**Stored data entries:**
===============

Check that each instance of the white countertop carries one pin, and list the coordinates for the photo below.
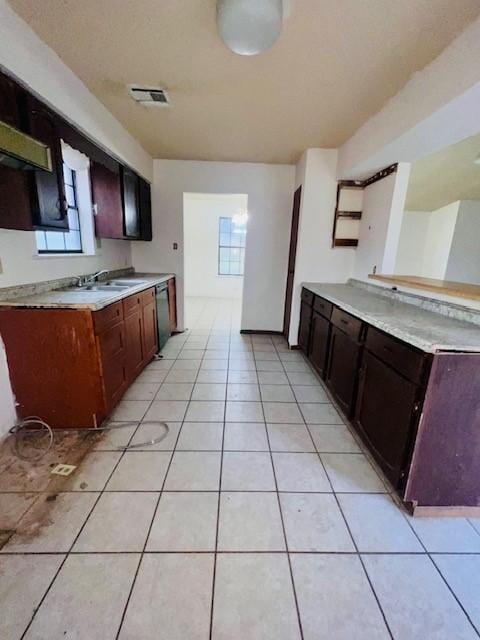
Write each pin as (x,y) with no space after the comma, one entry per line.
(82,299)
(426,330)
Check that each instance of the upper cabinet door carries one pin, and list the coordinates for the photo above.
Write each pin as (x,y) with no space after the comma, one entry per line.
(145,207)
(15,205)
(9,112)
(107,200)
(50,208)
(130,204)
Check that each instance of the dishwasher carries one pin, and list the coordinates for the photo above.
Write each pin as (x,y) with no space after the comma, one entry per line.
(163,315)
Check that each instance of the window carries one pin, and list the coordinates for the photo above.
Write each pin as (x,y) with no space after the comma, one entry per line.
(231,247)
(64,241)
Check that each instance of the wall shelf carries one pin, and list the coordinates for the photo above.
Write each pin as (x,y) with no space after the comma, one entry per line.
(348,212)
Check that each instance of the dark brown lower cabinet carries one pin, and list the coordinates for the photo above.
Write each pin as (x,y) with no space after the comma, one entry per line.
(149,330)
(134,338)
(387,410)
(304,326)
(172,303)
(417,411)
(318,349)
(342,368)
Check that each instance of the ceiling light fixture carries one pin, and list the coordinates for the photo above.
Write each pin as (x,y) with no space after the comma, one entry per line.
(249,27)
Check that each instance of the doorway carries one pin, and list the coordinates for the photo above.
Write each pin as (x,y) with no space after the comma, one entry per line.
(291,261)
(215,230)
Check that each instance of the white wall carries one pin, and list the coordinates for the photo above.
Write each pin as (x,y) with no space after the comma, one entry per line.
(437,107)
(464,259)
(269,189)
(24,55)
(380,227)
(33,63)
(201,235)
(411,247)
(439,241)
(316,260)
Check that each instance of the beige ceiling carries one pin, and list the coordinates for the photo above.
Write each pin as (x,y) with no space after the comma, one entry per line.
(335,65)
(445,176)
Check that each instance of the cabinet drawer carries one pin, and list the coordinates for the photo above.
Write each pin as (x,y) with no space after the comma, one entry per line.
(397,354)
(307,296)
(322,307)
(107,317)
(132,304)
(147,296)
(344,321)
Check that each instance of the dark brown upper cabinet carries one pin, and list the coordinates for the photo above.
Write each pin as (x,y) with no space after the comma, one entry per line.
(131,211)
(49,205)
(36,199)
(9,106)
(15,205)
(107,200)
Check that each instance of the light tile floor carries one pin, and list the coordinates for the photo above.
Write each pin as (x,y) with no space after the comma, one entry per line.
(259,517)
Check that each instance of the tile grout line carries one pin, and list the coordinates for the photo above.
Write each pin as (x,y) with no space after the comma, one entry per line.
(289,560)
(142,553)
(67,554)
(425,552)
(346,523)
(429,554)
(214,574)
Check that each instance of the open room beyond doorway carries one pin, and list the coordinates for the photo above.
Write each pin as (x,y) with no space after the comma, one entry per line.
(215,227)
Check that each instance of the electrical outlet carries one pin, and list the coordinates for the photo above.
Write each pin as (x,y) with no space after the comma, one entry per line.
(63,469)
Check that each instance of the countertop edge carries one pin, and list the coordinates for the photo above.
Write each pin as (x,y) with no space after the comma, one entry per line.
(92,306)
(414,341)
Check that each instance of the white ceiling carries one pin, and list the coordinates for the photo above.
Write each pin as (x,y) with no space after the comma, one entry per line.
(445,176)
(336,63)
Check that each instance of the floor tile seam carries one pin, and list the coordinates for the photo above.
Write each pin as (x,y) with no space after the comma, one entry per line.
(344,519)
(217,523)
(290,568)
(442,577)
(134,579)
(42,600)
(225,551)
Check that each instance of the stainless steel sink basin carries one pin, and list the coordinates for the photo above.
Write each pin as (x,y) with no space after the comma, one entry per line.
(122,282)
(99,287)
(105,287)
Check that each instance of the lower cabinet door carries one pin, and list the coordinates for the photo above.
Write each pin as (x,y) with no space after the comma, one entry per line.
(342,370)
(134,347)
(112,346)
(319,335)
(149,322)
(172,303)
(386,414)
(304,326)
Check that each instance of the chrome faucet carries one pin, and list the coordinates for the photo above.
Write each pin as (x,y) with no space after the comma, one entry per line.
(83,280)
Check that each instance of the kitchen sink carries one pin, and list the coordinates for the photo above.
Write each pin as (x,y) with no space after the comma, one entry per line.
(123,282)
(99,287)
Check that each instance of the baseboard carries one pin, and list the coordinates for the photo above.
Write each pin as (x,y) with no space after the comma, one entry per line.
(261,331)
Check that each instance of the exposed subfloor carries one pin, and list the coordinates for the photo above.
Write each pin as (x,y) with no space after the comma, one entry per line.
(258,517)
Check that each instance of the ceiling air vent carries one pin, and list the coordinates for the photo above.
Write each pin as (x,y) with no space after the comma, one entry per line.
(149,96)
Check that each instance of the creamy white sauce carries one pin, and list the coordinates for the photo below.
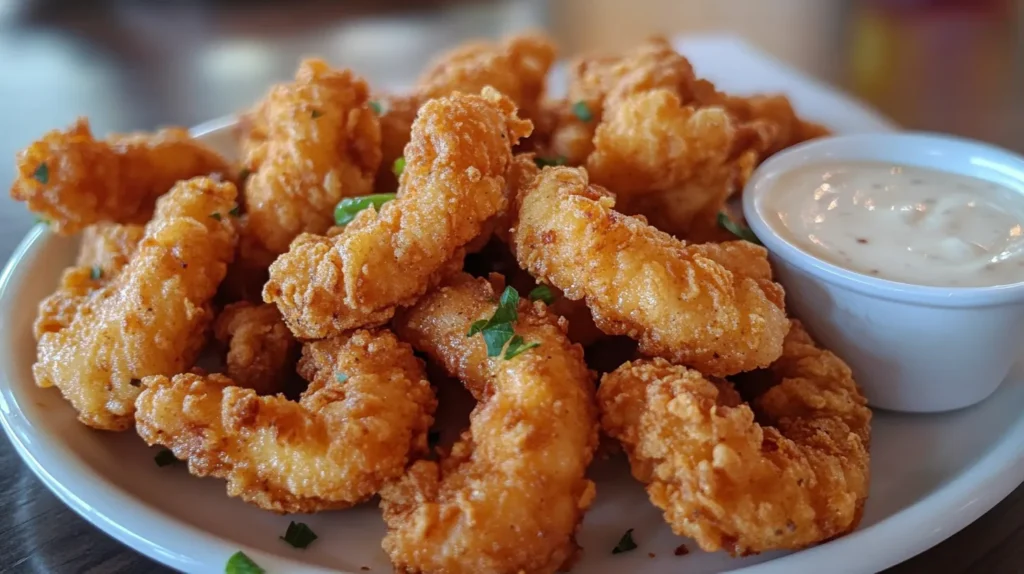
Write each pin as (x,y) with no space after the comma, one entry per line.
(902,223)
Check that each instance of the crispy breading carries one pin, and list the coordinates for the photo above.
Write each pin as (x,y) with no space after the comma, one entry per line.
(600,84)
(516,67)
(261,352)
(676,300)
(73,180)
(652,142)
(109,247)
(310,142)
(365,414)
(454,182)
(798,478)
(150,318)
(104,250)
(511,492)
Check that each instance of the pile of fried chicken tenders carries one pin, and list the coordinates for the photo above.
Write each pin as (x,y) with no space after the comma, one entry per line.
(573,263)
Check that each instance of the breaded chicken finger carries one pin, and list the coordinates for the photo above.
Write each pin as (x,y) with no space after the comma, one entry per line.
(674,299)
(798,478)
(74,180)
(510,494)
(365,414)
(261,352)
(454,182)
(151,318)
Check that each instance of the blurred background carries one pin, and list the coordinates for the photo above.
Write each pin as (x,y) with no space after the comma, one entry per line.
(953,65)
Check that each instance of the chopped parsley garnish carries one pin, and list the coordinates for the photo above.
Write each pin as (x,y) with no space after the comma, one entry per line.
(241,564)
(298,535)
(347,208)
(517,347)
(626,543)
(582,111)
(42,173)
(499,330)
(736,229)
(165,457)
(542,293)
(545,162)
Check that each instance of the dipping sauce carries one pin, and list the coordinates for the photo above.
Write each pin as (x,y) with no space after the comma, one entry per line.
(902,223)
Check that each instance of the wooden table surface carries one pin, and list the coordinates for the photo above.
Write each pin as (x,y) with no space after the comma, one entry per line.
(129,65)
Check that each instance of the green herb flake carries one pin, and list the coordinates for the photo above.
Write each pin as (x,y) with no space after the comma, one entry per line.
(626,543)
(582,111)
(42,173)
(165,457)
(298,535)
(496,337)
(349,207)
(498,329)
(542,293)
(736,229)
(518,346)
(241,564)
(549,162)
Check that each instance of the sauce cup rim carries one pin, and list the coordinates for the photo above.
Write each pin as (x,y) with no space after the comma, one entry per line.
(815,151)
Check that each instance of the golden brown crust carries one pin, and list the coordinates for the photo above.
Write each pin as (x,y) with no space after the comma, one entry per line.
(261,352)
(74,180)
(454,182)
(798,478)
(517,67)
(510,494)
(309,143)
(676,300)
(148,319)
(365,414)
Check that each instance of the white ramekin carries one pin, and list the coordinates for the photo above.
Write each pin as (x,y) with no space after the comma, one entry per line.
(911,348)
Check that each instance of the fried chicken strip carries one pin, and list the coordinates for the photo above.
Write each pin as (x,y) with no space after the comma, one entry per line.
(151,317)
(676,300)
(74,180)
(510,494)
(105,250)
(261,352)
(798,478)
(311,142)
(600,84)
(517,67)
(365,414)
(454,182)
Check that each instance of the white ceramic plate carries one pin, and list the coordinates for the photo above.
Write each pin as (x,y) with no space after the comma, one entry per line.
(932,475)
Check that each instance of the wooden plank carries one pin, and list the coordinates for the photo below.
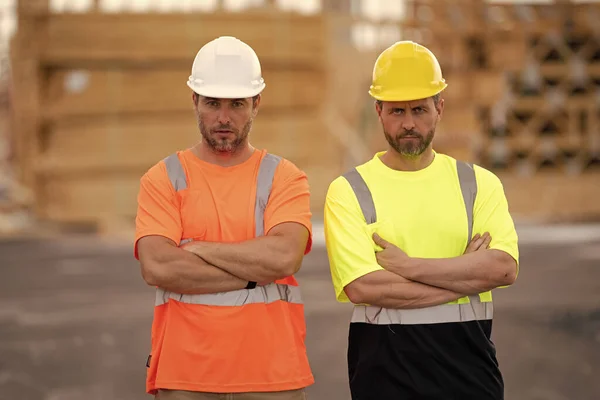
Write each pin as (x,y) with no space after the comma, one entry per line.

===============

**THE PROBLEM:**
Each line above with the word "dark" needs to be copied.

**RESPONSE TO THE TASK:**
Check that each instance of the dark brown lower cabinet carries one pin, and list the coordinates for the photo above.
Check that each instance of the dark brown upper cabinet carries one pin, and list the coordinates for the photo above.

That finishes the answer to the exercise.